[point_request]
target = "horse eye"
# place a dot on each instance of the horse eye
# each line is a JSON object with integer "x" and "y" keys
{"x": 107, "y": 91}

Task description> Reproduce the material above with every "horse eye" changed to "equine eye" and nothing else altered.

Solution to the exercise>
[point_request]
target = "equine eye"
# place a dot on each instance of the equine eye
# each line is a JSON object with integer "x" and "y" keys
{"x": 107, "y": 91}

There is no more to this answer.